JOB:
Find every line in the items below that contains the word "shingled", and copy each of those lines.

━━━━━━━━━━

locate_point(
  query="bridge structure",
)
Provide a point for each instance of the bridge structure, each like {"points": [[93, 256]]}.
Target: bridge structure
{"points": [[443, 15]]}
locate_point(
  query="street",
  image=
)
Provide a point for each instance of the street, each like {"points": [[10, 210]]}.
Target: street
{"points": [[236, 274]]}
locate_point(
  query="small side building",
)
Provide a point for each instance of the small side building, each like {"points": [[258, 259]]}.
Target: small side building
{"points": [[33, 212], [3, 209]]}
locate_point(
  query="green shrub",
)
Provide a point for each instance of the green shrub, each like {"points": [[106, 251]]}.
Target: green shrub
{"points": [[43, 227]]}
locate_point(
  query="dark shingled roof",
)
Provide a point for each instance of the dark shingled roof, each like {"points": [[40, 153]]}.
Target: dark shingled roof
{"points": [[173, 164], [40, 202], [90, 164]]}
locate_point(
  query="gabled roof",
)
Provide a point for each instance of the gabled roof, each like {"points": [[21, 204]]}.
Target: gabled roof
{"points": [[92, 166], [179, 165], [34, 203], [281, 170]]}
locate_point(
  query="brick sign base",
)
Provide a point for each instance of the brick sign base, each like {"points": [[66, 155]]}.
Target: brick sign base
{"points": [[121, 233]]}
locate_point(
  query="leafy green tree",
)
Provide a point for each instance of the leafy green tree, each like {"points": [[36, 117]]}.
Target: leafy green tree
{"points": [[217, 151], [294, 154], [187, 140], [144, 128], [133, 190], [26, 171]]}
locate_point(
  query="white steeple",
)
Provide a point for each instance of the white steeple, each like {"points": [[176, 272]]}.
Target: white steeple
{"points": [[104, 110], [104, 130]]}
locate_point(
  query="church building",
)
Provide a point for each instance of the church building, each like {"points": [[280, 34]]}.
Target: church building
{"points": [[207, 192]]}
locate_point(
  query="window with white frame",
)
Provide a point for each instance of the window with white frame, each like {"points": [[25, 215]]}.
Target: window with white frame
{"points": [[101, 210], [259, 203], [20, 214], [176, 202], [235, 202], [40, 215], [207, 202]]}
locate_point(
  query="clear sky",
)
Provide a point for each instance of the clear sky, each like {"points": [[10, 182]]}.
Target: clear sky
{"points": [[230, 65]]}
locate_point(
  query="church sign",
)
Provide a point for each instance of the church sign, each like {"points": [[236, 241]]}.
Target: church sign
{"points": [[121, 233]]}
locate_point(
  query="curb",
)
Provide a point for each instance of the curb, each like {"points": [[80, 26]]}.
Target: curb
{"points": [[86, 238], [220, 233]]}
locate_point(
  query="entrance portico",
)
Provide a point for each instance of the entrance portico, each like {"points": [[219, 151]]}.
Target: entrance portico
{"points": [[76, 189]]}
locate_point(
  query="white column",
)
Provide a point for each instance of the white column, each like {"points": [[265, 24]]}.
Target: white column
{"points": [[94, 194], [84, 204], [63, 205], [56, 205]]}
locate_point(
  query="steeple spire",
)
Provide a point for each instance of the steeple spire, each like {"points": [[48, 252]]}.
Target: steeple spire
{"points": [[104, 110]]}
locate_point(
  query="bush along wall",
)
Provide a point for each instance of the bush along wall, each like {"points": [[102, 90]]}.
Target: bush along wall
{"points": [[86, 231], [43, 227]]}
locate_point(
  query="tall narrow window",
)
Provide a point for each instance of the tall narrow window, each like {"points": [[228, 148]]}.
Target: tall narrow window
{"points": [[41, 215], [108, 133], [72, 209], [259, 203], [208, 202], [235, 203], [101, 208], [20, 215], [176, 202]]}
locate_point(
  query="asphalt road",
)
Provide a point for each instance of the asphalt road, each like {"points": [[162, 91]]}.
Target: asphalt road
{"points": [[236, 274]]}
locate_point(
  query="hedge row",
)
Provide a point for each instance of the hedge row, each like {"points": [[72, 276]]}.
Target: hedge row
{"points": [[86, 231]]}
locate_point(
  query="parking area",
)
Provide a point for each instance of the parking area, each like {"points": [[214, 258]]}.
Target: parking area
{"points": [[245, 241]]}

━━━━━━━━━━

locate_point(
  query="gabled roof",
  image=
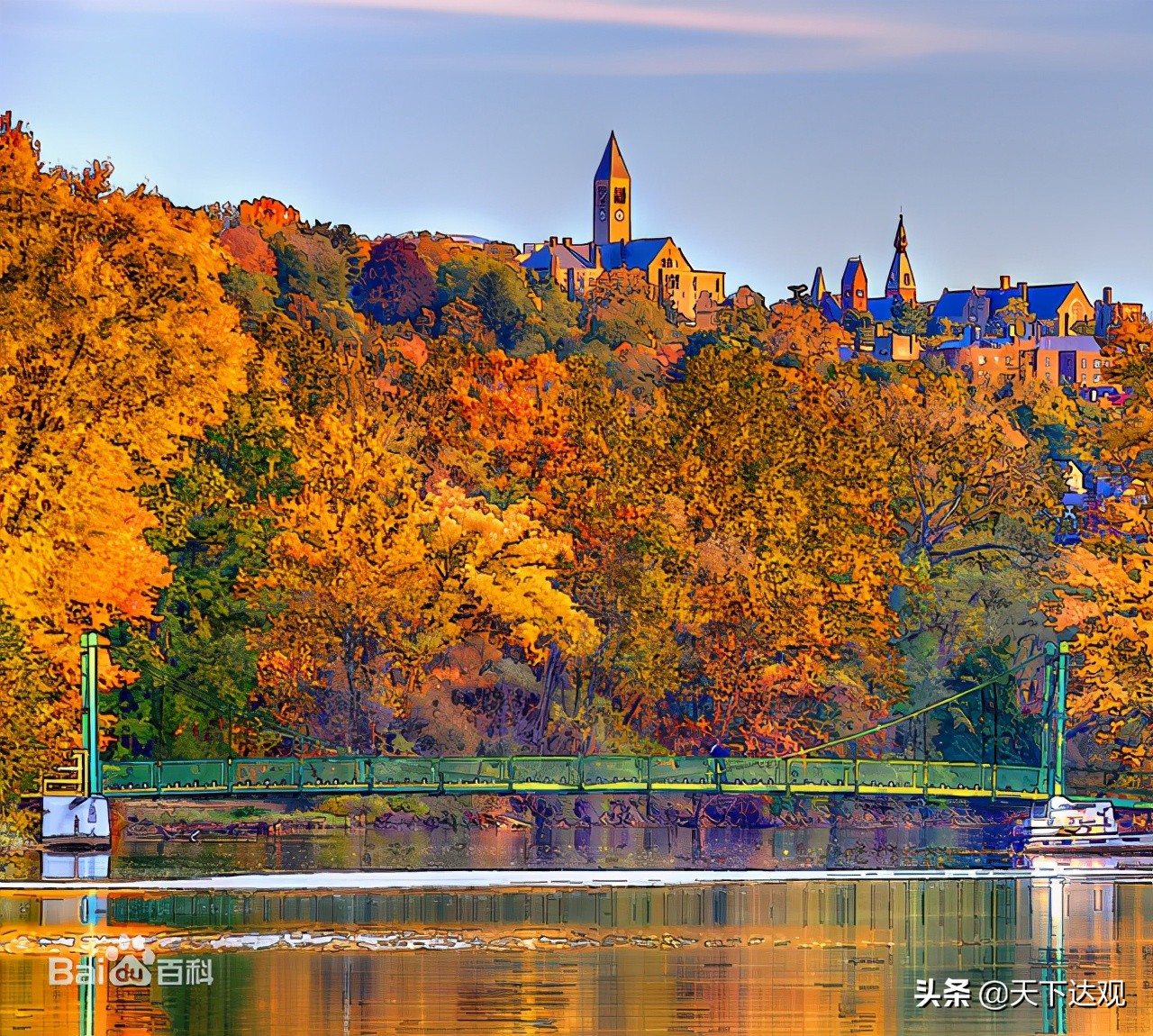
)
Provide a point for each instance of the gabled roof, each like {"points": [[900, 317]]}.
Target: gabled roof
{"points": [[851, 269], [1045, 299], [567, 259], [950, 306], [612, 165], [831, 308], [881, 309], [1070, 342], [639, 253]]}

━━━━━━━━━━

THE OUTPUT:
  query="dark shingled roof",
Provide a point for each instance of the dark shingled roof, each like {"points": [[40, 153]]}.
Target: dark shingled roof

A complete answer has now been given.